:: SUPPLIED ENTRIES ::

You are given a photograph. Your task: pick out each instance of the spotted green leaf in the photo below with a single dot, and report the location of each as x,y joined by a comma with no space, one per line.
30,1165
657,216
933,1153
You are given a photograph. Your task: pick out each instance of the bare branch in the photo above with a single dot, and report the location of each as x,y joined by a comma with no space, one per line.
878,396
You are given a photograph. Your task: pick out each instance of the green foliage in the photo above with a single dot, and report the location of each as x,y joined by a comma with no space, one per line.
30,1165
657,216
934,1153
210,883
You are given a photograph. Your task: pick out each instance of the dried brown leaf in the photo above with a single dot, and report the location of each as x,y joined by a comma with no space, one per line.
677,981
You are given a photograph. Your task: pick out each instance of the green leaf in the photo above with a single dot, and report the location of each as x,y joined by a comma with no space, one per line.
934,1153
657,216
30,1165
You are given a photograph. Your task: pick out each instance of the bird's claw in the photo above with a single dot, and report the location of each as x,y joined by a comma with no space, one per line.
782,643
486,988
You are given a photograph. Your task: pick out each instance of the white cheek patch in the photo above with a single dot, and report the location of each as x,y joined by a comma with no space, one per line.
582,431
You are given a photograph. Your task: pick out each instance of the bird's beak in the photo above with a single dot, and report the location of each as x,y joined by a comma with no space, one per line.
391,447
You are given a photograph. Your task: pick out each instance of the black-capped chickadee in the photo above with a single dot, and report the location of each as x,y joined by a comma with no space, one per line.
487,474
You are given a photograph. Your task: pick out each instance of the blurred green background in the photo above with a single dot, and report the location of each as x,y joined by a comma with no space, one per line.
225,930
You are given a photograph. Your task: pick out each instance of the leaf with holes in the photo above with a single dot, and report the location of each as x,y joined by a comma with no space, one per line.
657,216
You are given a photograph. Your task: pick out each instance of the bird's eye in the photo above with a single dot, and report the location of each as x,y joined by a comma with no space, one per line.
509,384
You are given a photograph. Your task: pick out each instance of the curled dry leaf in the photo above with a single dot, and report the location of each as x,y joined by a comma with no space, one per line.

:: WHAT YOU HAVE TO DO ::
Could you write out every line from the one containing "of the white" through the end of the entries, inclusive, keeping the requests, but scaling each x,y point coordinate in the answers by 1.6 and rounding to whole numbers, with halves rounded up?

:: WRITTEN RESPONSE ::
You are given a photograph. Your task: pick out each instance of the white cheek patch in the photo above with a single dot, and report the location of each as x,y joined by a comma with no space, one per line.
931,690
You are given a photograph. Your task: pick out each instance of the bird's beak in the photo above with a single dot, and report the location of each as x,y joined by a comma with no space, one per line.
626,715
You are given a photograph. Your task: pick out each instance of the black-capped chickadee in the photo above with a single dot, and report the location of each as x,y joined by a comma with no space, one per line.
779,758
You are given a photograph. Your task: pick out each instance of the blurred green background in the photo above with a single dot, and report the location of each as x,y joined by a comma with no space, one per line.
360,1488
You are given a photograph. Your task: pick out each instance of the leaf with holes in the photo above with a single dot, and report the location of each as x,y joined by a comma with no space, one per line.
1051,346
You are given a photograph. Your task: pick out each instance of the bird's eye in the photo above with a single dot, and report the location of each as x,y joined by a comma with no space, one per line.
814,614
You are given a photograph. Your task: pick out each instance of the curled dry leaf in the photo above with a single dot, and report the location of each as x,y joined by a comma with no space, one per line.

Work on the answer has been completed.